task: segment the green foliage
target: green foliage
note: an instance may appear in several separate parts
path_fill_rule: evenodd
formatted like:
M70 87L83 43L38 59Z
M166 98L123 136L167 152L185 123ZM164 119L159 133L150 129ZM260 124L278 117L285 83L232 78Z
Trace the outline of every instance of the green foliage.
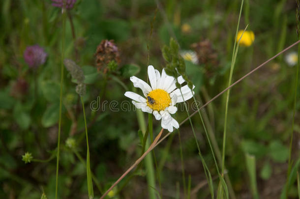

******

> REQUEST
Reproduce the data above line for line, leaving the picture out of your answer.

> TASK SOLUTION
task: segment the green foliage
target: green foliage
note: an instance may appear in several separate parts
path_fill_rule: evenodd
formatted like:
M70 87L83 43L38 59Z
M166 98L123 136L167 152L185 123ZM164 119L159 133L150 129ZM260 124L278 117L285 83L232 78Z
Trace the outline of every instance of the green foliage.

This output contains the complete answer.